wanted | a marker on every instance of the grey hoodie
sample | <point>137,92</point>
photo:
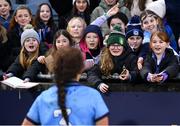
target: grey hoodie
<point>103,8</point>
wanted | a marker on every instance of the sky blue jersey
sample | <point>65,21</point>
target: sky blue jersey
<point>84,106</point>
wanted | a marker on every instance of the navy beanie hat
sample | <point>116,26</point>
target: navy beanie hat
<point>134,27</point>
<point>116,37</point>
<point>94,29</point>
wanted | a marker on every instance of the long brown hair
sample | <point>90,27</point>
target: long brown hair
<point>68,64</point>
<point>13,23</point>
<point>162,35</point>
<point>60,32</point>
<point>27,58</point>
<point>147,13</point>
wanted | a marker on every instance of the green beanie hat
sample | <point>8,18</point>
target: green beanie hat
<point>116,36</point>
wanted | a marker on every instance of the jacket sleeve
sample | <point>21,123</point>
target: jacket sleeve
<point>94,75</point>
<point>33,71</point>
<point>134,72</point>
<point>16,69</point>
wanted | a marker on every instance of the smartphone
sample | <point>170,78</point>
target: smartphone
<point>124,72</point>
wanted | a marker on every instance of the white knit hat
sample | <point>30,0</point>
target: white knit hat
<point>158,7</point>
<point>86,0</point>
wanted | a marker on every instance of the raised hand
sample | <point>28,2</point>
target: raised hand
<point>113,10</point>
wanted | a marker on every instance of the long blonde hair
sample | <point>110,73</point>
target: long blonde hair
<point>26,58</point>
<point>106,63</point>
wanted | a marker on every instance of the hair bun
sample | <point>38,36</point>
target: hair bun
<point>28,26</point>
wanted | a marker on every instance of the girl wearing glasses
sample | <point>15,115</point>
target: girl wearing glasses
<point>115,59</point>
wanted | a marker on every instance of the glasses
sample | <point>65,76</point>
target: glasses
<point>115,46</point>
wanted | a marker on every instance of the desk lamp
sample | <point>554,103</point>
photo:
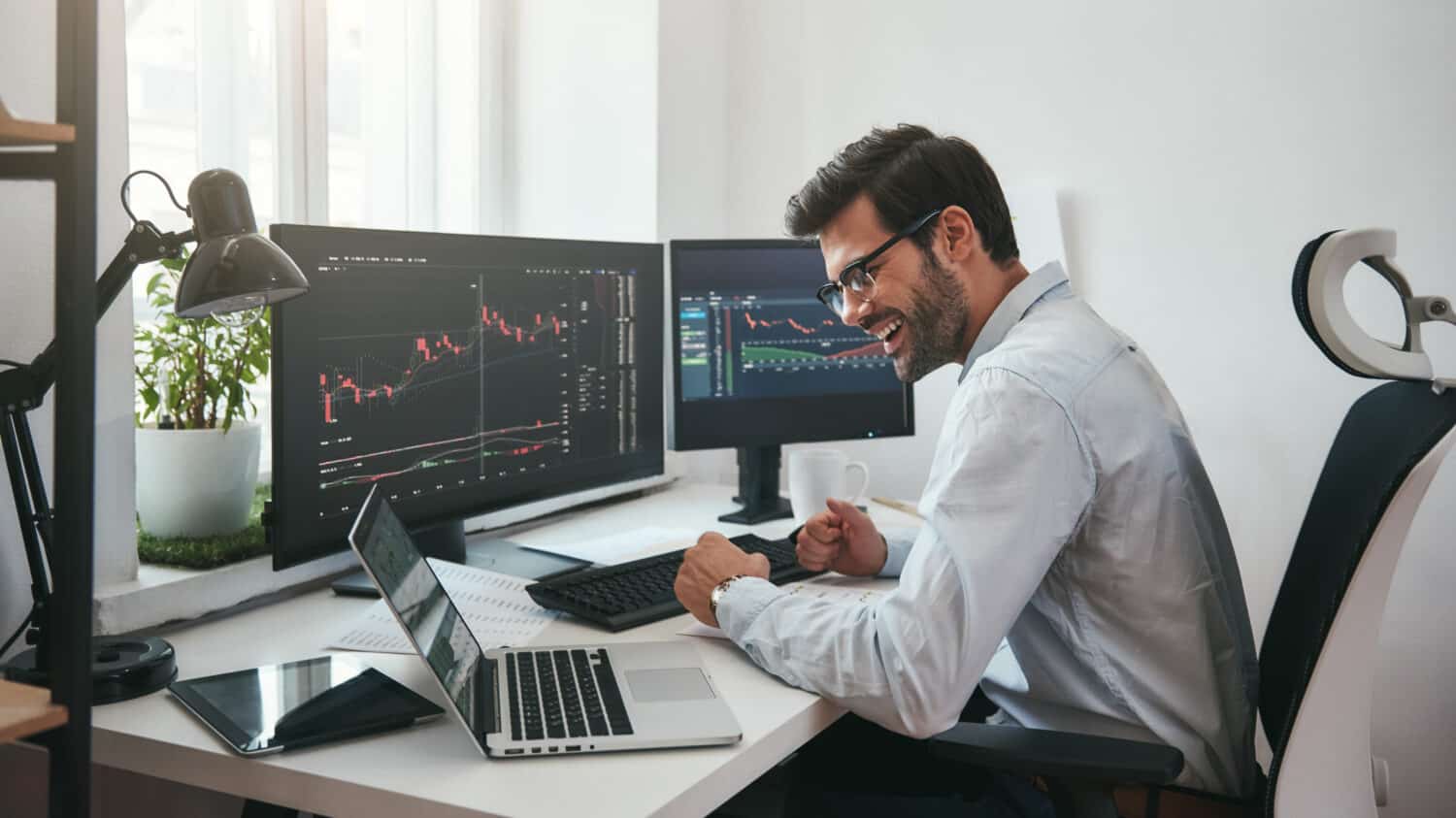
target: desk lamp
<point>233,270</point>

--

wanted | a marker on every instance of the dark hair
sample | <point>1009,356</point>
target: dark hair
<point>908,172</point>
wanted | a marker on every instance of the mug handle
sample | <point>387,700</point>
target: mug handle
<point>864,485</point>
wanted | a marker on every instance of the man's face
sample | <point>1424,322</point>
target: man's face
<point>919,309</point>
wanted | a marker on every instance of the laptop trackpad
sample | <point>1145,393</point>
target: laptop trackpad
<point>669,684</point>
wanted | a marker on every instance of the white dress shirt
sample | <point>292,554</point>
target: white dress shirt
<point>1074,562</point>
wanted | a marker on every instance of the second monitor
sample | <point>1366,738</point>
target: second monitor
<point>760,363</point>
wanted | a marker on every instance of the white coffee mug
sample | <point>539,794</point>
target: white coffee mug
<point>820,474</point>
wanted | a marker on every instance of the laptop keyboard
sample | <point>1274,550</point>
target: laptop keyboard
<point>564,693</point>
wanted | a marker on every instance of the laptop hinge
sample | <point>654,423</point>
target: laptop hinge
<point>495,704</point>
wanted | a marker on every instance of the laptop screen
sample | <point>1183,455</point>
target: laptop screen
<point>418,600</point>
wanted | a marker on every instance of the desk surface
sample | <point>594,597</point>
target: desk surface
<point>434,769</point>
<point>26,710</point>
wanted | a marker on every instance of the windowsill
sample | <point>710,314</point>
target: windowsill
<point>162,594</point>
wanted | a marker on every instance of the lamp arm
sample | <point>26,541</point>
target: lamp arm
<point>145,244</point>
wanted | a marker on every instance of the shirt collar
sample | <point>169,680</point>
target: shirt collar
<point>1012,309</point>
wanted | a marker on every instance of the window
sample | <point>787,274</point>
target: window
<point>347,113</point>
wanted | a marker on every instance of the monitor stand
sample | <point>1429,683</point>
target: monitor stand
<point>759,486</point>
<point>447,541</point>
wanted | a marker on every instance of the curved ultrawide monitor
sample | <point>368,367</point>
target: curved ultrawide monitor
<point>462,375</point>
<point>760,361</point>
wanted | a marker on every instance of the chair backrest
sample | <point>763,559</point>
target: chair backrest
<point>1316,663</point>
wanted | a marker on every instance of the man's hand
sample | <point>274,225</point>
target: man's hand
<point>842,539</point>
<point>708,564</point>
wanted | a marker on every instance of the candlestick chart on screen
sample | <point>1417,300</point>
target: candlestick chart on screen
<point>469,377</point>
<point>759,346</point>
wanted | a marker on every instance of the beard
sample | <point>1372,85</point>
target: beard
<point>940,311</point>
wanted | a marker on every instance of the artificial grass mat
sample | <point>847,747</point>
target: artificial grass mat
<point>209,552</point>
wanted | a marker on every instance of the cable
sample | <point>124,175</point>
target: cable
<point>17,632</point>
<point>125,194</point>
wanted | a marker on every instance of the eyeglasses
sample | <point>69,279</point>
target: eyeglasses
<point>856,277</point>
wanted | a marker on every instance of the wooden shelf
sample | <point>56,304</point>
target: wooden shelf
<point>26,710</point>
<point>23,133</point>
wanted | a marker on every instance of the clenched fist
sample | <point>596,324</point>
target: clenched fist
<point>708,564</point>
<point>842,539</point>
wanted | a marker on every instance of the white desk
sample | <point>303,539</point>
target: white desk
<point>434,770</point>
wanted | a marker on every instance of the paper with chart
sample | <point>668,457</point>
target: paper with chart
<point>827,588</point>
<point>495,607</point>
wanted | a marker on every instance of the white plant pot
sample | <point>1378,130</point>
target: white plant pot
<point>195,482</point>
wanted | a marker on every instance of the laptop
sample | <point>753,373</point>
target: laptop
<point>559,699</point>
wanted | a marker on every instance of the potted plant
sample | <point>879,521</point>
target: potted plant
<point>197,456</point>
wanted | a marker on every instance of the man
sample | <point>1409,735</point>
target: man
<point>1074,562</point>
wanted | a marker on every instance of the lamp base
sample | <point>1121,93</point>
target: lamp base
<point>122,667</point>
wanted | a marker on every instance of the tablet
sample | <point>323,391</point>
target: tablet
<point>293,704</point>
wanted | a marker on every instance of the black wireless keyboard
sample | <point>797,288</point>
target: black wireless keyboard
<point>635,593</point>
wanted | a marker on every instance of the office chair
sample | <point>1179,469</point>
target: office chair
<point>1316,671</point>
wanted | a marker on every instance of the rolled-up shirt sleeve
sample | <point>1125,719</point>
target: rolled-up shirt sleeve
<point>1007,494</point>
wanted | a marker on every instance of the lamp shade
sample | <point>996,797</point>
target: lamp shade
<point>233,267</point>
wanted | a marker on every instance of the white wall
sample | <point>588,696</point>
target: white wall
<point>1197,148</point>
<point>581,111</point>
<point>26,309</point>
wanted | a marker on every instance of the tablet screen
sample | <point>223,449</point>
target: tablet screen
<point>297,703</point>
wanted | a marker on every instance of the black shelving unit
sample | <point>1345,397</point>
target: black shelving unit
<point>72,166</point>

Problem description
Copy the entries between the lines holding "wanted | a marker on every instance of the grey" and "<point>116,36</point>", inclusive, swapping "beanie hat" for "knit cap" and changing nothing else. Leave the pictures out.

Exercise solution
wanted | a marker on every instance of the grey hoodie
sample | <point>137,92</point>
photo:
target: grey hoodie
<point>103,8</point>
wanted | a marker on every instance of the sky blue jersey
sample | <point>65,21</point>
target: sky blue jersey
<point>84,106</point>
wanted | a marker on every instance of the navy knit cap
sample | <point>116,26</point>
target: navy knit cap
<point>134,27</point>
<point>116,37</point>
<point>94,29</point>
wanted | a marker on every instance of the long brown hair
sample | <point>90,27</point>
target: long brown hair
<point>68,64</point>
<point>13,23</point>
<point>162,35</point>
<point>60,32</point>
<point>27,58</point>
<point>147,13</point>
wanted | a marker on every instance of the green knit cap
sample | <point>8,18</point>
target: green knit cap
<point>116,36</point>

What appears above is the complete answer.